**Directions for this task**:
Every line below between the one holding "positive clicks: (510, 149) (584, 135)" and the one holding "rough mask: <svg", inclusive, should be copied exactly, and no other line.

++++++++++

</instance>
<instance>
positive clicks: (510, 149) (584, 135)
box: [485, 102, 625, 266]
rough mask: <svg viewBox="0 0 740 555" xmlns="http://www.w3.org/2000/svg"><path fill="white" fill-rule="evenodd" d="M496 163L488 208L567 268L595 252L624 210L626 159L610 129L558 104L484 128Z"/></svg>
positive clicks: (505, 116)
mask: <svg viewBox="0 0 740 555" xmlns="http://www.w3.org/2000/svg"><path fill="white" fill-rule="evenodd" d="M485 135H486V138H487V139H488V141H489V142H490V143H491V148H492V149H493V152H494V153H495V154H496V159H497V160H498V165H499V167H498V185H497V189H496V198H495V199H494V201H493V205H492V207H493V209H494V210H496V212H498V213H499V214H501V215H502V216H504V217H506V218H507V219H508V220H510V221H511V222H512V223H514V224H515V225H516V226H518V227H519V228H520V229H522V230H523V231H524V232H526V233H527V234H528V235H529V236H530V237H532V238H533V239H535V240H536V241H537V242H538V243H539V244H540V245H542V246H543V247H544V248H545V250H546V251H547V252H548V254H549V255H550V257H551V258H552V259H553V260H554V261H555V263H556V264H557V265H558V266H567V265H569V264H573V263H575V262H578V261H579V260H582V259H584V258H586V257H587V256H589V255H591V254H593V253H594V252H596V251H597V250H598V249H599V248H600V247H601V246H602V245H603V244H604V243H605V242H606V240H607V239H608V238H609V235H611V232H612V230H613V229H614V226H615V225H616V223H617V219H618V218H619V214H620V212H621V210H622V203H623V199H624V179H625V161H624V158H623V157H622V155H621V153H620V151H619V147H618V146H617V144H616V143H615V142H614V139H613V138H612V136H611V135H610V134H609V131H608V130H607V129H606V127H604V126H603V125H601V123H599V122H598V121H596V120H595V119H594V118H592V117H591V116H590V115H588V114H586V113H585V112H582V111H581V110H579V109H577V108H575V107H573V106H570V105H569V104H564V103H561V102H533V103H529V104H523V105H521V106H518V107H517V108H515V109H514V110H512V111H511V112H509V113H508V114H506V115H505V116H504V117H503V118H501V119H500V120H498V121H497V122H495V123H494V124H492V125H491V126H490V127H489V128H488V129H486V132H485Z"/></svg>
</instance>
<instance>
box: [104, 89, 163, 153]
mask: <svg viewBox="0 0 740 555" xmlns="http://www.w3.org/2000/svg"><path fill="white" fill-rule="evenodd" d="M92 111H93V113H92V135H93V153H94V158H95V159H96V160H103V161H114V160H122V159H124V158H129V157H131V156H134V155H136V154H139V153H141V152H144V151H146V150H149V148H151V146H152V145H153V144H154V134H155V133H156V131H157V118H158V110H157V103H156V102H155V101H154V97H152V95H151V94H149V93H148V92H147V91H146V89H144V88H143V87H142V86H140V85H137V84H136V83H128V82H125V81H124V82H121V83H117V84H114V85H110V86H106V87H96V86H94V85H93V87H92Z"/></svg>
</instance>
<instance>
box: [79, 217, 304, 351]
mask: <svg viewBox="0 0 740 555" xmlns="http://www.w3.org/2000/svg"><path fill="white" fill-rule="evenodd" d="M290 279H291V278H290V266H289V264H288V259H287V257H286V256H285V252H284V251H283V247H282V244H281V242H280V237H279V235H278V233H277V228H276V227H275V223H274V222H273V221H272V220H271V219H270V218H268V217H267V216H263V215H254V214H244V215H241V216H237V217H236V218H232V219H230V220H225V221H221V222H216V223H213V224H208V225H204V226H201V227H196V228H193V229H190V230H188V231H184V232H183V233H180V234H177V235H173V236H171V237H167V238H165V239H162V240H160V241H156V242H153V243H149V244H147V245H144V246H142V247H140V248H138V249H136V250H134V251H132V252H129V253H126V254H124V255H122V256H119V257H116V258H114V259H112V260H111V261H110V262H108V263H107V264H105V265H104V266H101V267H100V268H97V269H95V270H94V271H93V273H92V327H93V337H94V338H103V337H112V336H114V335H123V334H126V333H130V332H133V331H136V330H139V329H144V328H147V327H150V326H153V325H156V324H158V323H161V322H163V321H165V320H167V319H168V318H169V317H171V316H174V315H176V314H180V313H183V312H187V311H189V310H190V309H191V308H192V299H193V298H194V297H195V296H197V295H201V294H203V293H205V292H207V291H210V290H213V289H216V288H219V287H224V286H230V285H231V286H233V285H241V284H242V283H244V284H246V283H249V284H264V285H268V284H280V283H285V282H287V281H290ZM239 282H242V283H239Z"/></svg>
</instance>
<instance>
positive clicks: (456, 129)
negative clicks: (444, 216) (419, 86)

++++++++++

**Completed exercise**:
positive clicks: (510, 149) (584, 135)
box: [485, 102, 625, 266]
rough mask: <svg viewBox="0 0 740 555" xmlns="http://www.w3.org/2000/svg"><path fill="white" fill-rule="evenodd" d="M496 163L488 208L567 268L595 252L624 210L626 159L610 129L558 104L484 128Z"/></svg>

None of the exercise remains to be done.